Given information start
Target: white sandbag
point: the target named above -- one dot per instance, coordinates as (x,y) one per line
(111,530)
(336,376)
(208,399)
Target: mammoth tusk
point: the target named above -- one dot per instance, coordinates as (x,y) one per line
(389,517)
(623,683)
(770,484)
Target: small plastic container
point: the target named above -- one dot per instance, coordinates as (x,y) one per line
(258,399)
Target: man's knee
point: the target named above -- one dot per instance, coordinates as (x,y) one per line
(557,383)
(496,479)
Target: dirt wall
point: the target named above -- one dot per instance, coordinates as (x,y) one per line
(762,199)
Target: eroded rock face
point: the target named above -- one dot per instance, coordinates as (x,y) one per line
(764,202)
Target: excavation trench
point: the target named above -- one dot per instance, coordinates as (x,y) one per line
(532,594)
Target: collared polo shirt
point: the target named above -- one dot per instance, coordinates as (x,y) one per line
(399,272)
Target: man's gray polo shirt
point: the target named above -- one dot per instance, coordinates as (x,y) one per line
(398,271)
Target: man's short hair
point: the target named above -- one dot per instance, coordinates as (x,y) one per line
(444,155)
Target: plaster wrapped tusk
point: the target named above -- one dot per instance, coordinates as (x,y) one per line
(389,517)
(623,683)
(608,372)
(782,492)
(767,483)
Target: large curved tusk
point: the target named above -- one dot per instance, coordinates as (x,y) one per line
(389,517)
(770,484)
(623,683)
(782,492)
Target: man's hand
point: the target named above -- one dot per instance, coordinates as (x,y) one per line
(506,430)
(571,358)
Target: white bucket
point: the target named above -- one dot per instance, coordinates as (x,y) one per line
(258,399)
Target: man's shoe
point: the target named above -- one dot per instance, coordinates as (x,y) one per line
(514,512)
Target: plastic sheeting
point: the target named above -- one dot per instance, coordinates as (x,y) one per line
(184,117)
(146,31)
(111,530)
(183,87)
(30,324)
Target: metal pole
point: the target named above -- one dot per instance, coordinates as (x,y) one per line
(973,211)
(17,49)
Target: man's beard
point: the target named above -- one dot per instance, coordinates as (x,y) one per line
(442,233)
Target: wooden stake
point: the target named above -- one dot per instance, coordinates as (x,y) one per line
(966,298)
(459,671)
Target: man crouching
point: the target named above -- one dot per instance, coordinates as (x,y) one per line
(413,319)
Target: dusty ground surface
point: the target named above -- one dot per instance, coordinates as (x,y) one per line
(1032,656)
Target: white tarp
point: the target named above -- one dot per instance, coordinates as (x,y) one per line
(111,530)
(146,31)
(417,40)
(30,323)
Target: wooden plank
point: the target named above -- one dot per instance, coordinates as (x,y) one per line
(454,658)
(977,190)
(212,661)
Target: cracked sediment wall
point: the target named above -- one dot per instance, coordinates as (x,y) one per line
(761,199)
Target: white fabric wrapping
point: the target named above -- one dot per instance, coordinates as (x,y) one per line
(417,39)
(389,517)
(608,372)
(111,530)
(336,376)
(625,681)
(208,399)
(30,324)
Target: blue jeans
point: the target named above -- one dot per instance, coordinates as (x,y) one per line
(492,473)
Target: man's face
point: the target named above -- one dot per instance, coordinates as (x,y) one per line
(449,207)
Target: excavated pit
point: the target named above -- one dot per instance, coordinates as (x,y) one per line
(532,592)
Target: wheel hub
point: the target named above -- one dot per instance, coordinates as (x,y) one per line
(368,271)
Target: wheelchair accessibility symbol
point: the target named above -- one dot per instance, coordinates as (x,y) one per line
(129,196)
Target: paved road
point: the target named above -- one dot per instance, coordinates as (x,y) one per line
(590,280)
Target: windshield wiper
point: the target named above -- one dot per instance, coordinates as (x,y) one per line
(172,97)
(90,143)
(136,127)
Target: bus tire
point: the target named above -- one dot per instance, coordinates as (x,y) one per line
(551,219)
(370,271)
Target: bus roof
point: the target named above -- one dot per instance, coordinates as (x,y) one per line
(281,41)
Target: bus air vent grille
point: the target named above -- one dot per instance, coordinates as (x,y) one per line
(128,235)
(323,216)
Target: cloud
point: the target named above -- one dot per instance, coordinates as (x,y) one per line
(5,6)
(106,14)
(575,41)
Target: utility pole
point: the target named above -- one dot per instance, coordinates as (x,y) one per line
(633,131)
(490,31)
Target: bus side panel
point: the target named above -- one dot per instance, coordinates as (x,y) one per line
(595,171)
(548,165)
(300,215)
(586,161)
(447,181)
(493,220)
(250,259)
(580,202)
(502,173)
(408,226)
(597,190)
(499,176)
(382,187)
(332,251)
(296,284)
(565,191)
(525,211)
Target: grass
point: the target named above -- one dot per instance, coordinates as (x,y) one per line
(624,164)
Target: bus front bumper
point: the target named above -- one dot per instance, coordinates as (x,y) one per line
Given information end
In every row, swap "one dot per instance" for "one marker per instance" and reproduce the rows with everything else unchanged.

◆ **The response**:
Target: white sandbag
point: the target named above -- one marker per instance, coordinates as (x,y) one per line
(111,530)
(336,376)
(208,399)
Target: mammoth tusk
point: the target named above -- one marker per instance, coordinates as (x,y) one per line
(389,517)
(623,683)
(770,484)
Target: small plastic container
point: the target named above -- one marker per instance, coordinates as (x,y) one per line
(258,399)
Target: man's knee
point: the target named above -- one marker per instance, coordinates as (x,y) one per line
(557,383)
(496,479)
Target: dirt wall
point: the target named above -- one marker per instance, coordinates as (x,y) one per line
(762,199)
Target: eroded rock face
point: the target named above -- one marker per instance, coordinates as (x,y) one per line
(764,202)
Target: excavation trench
point: the target named above -- one marker per instance, coordinates as (x,y) one per line
(532,594)
Target: collared polo shirt
point: the target named above -- one marker per instance, coordinates as (x,y) one per line
(399,272)
Target: man's gray polo shirt
point: the target named above -- one marker per instance, coordinates as (x,y) one per line
(398,271)
Target: man's short hair
point: the target named above -- one marker per instance, coordinates as (x,y) one per line
(444,155)
Target: plaster wrapped tusk
point: the target named above -- one marker per instance, coordinates as (x,y) one per line
(389,517)
(623,683)
(608,372)
(782,492)
(767,483)
Target: large curved tusk
point: the target named above -- one marker per instance, coordinates as (x,y) one per line
(389,517)
(770,484)
(623,683)
(782,492)
Target: man's hand
point: the target named above -- one marker per instance, coordinates as (x,y) one per line
(506,430)
(571,358)
Target: white bucket
point: the target named above -- one marker per instance, coordinates as (x,y) one per line
(258,399)
Target: man's shoe
point: the target named above -- one marker per instance, coordinates as (x,y) one per line
(514,512)
Target: plastic sheeting
point: the target named above -- one marker per instance, coordinates as (x,y) one per line
(184,117)
(146,31)
(111,530)
(183,87)
(30,324)
Target: metal pole
point: the target named above -- one marker per instance, coordinates as (x,y) one per line
(973,211)
(17,49)
Target: man's beard
point: the target named above -- one marker per instance, coordinates as (x,y) one per line
(442,233)
Target: wooden stake
point: the target named above -- one marker per instance, coordinates as (x,y) one per line
(966,298)
(459,671)
Target: man crouching
point: the target named above -- one marker per instance, coordinates as (x,y) one per line
(413,319)
Target: dusty ground surface
point: the target named above -- one marker per instance, coordinates as (x,y) one per line
(1032,656)
Target: white tarp
point: the target named above -- one marker per instance, coordinates as (x,y) one per line
(111,530)
(146,31)
(417,40)
(30,323)
Target: wooden plank
point: the target named above -- one marker per instance, coordinates as (x,y) one per line
(454,658)
(977,190)
(212,661)
Target: cracked sediment wall
point: the target named above -- one marker per instance, coordinates as (x,y) one per line
(761,199)
Target: white fabric wrapping
point: the target named above -- one marker per instance, coordinates as (x,y) one per line
(417,39)
(389,517)
(608,372)
(111,530)
(336,376)
(625,681)
(208,399)
(30,324)
Target: blue jeans
point: the target named above -- one marker per instance, coordinates as (x,y) one per line
(492,473)
Target: man's face
point: the target named above -- one marker per instance, coordinates as (x,y) one per line
(449,207)
Target: excavated pit
point: the target named above -- one marker per instance, coordinates as (x,y) one per line
(532,592)
Target: wheel hub
point: the target named above -- one marker per instance, coordinates as (x,y) one per line
(368,271)
Target: wheelchair accessibility symbol
point: the target named above -- one marker per instance, coordinates as (x,y) one per line
(129,196)
Target: paved road
point: the target named above -- one marker per instance, coordinates as (x,y) one per line
(590,280)
Target: windshield wiper
point: the target named above -- one marker per instance, coordinates as (x,y) one per line
(172,97)
(90,143)
(136,127)
Target: bus tire
point: the target named above -- one marker per instance, coordinates as (x,y) one per line
(551,219)
(370,271)
Target: bus roof
point: the target named above -- one marker per instance, coordinates as (x,y) one per line
(281,41)
Target: bus air vent grille
point: the target named above -- one marker per instance, coordinates as (x,y) one per line
(128,235)
(323,216)
Target: cloud
point: the target named above -- one marker per instance, coordinates as (x,y) one per line
(5,6)
(106,14)
(575,41)
Target: utility pole
point: the target named above -- one marker per instance, coordinates as (x,y) one per line
(633,131)
(490,31)
Target: bus side panel
point: the target named above -- one marker per instance, coordinates as (x,y) one per line
(595,171)
(548,165)
(300,215)
(586,161)
(447,181)
(493,220)
(250,259)
(580,202)
(502,173)
(408,226)
(597,190)
(499,176)
(382,187)
(332,251)
(296,284)
(565,191)
(525,211)
Target: grass
point: the target named above -- one marker per instance, coordinates as (x,y) one per line
(624,164)
Target: bus front bumper
point: the target named above -- one marker per instance, coordinates as (x,y) one per line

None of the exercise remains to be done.